もともとが人間の食べ物として「生産」されている家畜ですから、このような扱いをするのも分かりますが、あたしには、ウシやブタやニワトリは食べ物で、イヌやネコやウマは生き物、という区分けが理解できないのです。ウマに関しては地域によっては日本でも「食べ物」として生産されていますし、今でもイヌやネコを食べている国もあります。この日本でも、イヌやネコを食べていた時代がありました。

あたしはネコが大好きなので、若い頃からイヌやネコの殺処分をゼロにするためのボランティア活動を30年以上も続けて来ました。そして「イヌやネコは生き物だから殺したら可哀そうだが、ウシやブタは食べ物なので殺しても構わない」という理屈がどうしても理解できなかったため、30年ほど前に、ウシやブタやニワトリなどの肉や、こうした動物由来の食品を食べることをやめました。

○ ○ ○ ○ ○ ○ ○

→ 課題一覧:
- a) 本文のうち「もともとが人間の食べ物として」から「品を食べることをやめました。」まで（両端を含む）を、一字も変えずに書き写してください。
- b) 本文によると、筆者がウシやブタやニワトリなどの肉や動物由来の食品を食べるのをやめた理由は何ですか。1～3文で説明してください。
この後に続く資料は、ここでは使用しません。

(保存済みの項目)
○ ○ ○ ○ ○ ○ ○

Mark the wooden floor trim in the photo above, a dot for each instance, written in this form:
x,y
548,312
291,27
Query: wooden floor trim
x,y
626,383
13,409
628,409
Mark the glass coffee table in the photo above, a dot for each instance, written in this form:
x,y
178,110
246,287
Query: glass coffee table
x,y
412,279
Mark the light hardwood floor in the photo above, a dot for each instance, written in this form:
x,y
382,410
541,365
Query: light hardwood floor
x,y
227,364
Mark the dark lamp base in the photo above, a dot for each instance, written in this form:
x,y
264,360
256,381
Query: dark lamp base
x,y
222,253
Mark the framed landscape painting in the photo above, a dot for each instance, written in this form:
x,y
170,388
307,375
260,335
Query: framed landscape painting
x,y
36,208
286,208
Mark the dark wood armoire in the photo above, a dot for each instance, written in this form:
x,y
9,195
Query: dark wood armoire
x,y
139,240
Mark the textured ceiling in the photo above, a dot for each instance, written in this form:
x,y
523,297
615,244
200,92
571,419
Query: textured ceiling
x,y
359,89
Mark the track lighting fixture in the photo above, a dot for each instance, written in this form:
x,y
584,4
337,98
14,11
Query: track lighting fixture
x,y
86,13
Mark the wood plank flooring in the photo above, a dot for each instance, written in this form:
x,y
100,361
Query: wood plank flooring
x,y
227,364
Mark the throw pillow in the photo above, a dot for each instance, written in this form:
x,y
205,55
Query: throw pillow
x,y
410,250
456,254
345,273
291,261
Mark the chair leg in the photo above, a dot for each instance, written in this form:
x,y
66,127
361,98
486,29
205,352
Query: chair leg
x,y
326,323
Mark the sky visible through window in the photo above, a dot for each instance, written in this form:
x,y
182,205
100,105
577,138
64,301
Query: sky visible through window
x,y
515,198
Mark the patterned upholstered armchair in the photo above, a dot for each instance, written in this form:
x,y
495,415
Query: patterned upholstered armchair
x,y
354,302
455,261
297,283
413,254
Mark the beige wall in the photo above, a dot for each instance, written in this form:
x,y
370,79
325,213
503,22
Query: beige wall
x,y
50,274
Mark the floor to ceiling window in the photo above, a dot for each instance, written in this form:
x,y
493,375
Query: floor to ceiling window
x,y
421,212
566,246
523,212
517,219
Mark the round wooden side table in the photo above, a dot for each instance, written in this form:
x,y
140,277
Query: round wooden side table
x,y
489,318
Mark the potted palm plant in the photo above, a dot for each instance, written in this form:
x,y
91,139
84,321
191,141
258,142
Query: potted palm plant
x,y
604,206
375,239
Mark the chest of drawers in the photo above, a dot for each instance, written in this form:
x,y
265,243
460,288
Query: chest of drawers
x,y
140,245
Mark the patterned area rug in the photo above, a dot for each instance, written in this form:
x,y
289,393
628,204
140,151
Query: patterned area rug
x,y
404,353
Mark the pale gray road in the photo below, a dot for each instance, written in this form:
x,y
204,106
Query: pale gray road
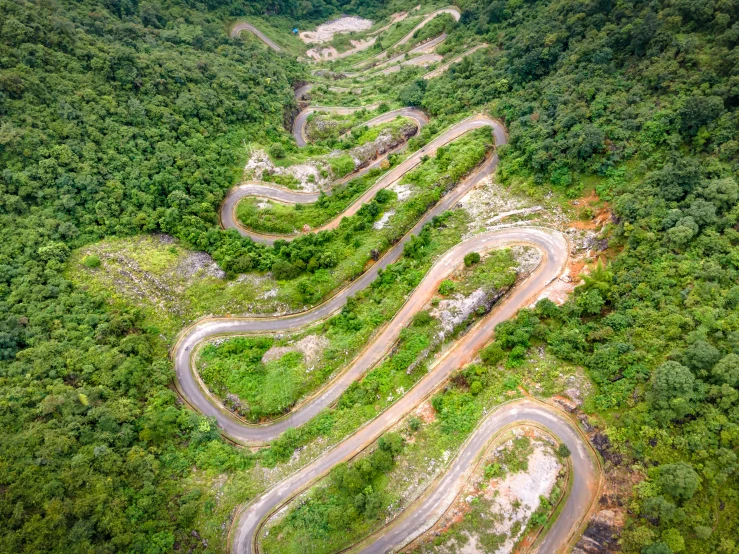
x,y
555,255
554,248
301,120
237,29
585,477
188,382
230,221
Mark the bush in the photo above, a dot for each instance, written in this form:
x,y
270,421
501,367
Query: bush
x,y
492,354
447,287
277,151
282,270
91,261
471,259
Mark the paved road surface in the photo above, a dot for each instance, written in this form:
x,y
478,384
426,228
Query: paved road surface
x,y
244,26
230,221
452,10
555,250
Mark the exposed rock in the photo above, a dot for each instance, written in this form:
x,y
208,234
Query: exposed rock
x,y
311,346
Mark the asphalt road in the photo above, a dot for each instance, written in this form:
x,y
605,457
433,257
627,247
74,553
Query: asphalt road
x,y
189,383
244,26
230,221
585,474
452,10
554,248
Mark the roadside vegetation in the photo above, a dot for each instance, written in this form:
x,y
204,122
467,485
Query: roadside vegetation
x,y
262,377
424,185
128,118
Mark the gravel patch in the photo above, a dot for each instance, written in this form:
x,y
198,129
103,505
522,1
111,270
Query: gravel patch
x,y
308,175
326,31
516,497
311,346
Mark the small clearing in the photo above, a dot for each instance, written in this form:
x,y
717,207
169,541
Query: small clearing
x,y
395,18
403,191
308,175
380,223
330,53
311,346
326,31
499,507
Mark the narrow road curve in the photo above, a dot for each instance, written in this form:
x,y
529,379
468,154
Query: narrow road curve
x,y
237,29
442,68
555,255
418,517
191,387
452,10
230,221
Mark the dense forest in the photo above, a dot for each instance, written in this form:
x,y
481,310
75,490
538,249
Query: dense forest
x,y
121,117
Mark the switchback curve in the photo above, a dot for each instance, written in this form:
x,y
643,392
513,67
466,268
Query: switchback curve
x,y
555,253
230,221
241,26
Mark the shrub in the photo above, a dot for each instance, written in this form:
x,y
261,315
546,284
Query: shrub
x,y
91,261
492,354
447,287
277,151
471,259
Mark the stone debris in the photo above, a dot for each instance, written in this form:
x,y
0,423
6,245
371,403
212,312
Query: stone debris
x,y
309,175
311,346
326,31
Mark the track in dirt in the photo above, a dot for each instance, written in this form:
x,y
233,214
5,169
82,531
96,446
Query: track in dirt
x,y
422,514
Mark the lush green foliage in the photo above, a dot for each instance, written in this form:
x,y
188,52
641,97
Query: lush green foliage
x,y
355,495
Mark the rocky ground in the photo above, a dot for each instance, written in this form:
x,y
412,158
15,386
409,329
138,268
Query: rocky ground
x,y
504,504
326,31
311,346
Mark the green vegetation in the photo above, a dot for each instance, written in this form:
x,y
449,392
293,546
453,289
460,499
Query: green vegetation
x,y
122,118
482,514
432,177
235,371
353,501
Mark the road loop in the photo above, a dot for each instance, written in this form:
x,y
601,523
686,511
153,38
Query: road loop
x,y
419,516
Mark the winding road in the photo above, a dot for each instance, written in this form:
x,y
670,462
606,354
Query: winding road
x,y
241,26
423,513
228,208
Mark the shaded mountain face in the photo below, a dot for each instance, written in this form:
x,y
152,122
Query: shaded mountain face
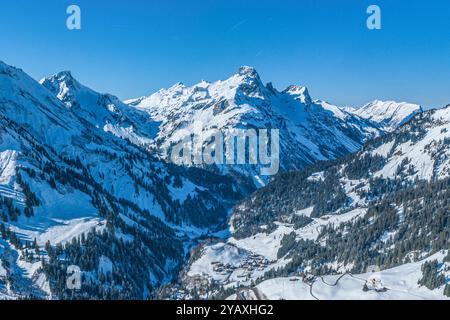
x,y
388,114
309,130
85,179
103,111
63,175
385,206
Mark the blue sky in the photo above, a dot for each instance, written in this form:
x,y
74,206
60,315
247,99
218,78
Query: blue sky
x,y
135,47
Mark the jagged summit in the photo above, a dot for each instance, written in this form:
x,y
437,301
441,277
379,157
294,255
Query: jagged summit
x,y
248,71
301,93
388,114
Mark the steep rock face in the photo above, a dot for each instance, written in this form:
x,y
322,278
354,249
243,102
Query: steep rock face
x,y
309,130
103,111
62,176
385,206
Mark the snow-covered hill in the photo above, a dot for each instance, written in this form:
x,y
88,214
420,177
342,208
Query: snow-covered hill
x,y
388,114
386,205
63,174
103,111
399,283
309,130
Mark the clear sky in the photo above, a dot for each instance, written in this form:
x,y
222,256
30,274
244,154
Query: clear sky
x,y
135,47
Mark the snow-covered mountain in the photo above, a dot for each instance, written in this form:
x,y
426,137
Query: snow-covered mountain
x,y
85,181
62,174
384,207
310,130
104,111
387,114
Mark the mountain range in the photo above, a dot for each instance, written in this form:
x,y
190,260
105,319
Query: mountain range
x,y
86,180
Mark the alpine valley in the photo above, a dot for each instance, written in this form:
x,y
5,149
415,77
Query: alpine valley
x,y
359,208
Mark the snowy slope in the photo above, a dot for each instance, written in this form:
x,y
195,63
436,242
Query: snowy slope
x,y
386,205
104,111
309,130
388,114
62,173
400,282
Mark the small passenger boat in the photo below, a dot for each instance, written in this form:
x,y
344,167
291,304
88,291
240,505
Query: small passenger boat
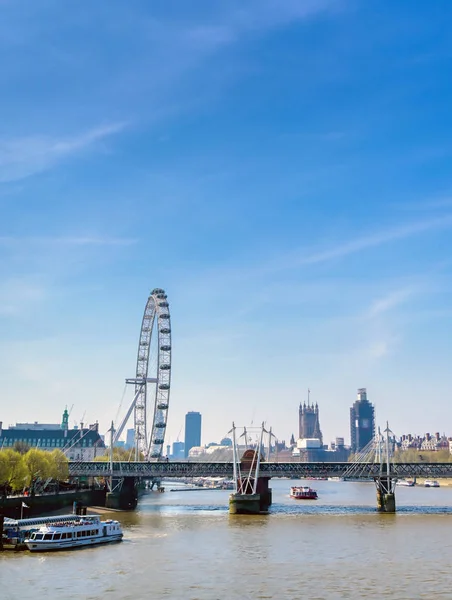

○ ○ ○ ○ ○ ○ ○

→ 各項目の解答:
- a)
もともとが人間の食べ物として「生産」されている家畜ですから、このような扱いをするのも分かりますが、あたしには、ウシやブタやニワトリは食べ物で、イヌやネコやウマは生き物、という区分けが理解できないのです。ウマに関しては地域によっては日本でも「食べ物」として生産されていますし、今でもイヌやネコを食べている国もあります。この日本でも、イヌやネコを食べていた時代がありました。

あたしはネコが大好きなので、若い頃からイヌやネコの殺処分をゼロにするためのボランティア活動を30年以上も続けて来ました。そして「イヌやネコは生き物だから殺したら可哀そうだが、ウシやブタは食べ物なので殺しても構わない」という理屈がどうしても理解できなかったため、30年ほど前に、ウシやブタやニワトリなどの肉や、こうした動物由来の食品を食べることをやめました。

- b) 「イヌやネコは生き物だから殺したら可哀そうだが、ウシやブタは食べ物なので殺しても構わない」という理屈が、筆者にはどうしても理解できなかったためです。そのため、約30年前にこれらの肉や動物由来の食品を食べることをやめました。